Um dos autores mais conhecidos, no
universo da língua inglesa, é o queniano Ngũgĩ Wa Thiong’o. Seu romance “Weep
not child” foi homenageado pelo seu cinquentenário, na 40ª Conferência da
Associação da Literatura Africana (ALA), na universidade Witswatersrand,
Johanesburgo, em 2014. Thiongo possui alguns livros importantes que foram
traduzidos para o português como “Petals of blood” e “A Grain of wheat”, e
outros fundamentais ainda não traduzidos, como o “Decolonising the mind”,
publicado no Quênia, em 1986. O último nos interessa como fundamentação teórica
para compreender as bases da resistência aos conteúdos referentes à África.
Descolonizar indica o processo pelo qual
uma colônia recupera ou adquire sua independência com a retirada do poder
colonial. No entanto, o legado da ordem colonial permanece preso no corpo
social. Ngũgĩ wa Thiong’o, no seu “The Language of African Literature”,
primeiro capítulo do livro “Decolonising the mind”, dirá que “a noite da espada
e das balas foi seguida da manhã do giz e do quadro negro”. Ressalta-se que a
escola colonial, juntamente com as missões, cumpria com um papel central no
processo de controle e ordenamento das sociedades sob domínio europeu, porém,
os modelos de escola colonial variavam de acordo com a metrópole e do país. O
que elas tinham em comum era o conhecimento como marca distintiva da elite e
seu caráter restritivo, tanto na forma quanto no conteúdo.

● ENUNCIADO DA TAREFA:
Reproduza fielmente a parte do trecho acima sobre Ngũgĩ wa Thiong’o que começa em "Um dos autores" e segue até "referentes à África.".

● DADOS FORNECIDOS:
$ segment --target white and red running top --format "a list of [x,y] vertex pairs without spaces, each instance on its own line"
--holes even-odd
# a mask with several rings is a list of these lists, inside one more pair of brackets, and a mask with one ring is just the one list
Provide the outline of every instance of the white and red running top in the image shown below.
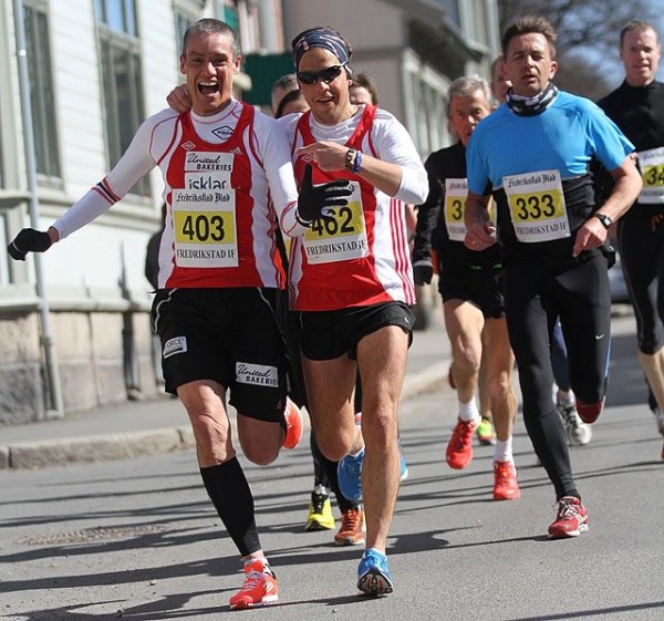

● TAREFA RESOLVIDA:
Um dos autores mais conhecidos, no
universo da língua inglesa, é o queniano Ngũgĩ Wa Thiong’o. Seu romance “Weep
not child” foi homenageado pelo seu cinquentenário, na 40ª Conferência da
Associação da Literatura Africana (ALA), na universidade Witswatersrand,
Johanesburgo, em 2014. Thiongo possui alguns livros importantes que foram
traduzidos para o português como “Petals of blood” e “A Grain of wheat”, e
outros fundamentais ainda não traduzidos, como o “Decolonising the mind”,
publicado no Quênia, em 1986. O último nos interessa como fundamentação teórica
para compreender as bases da resistência aos conteúdos referentes à África.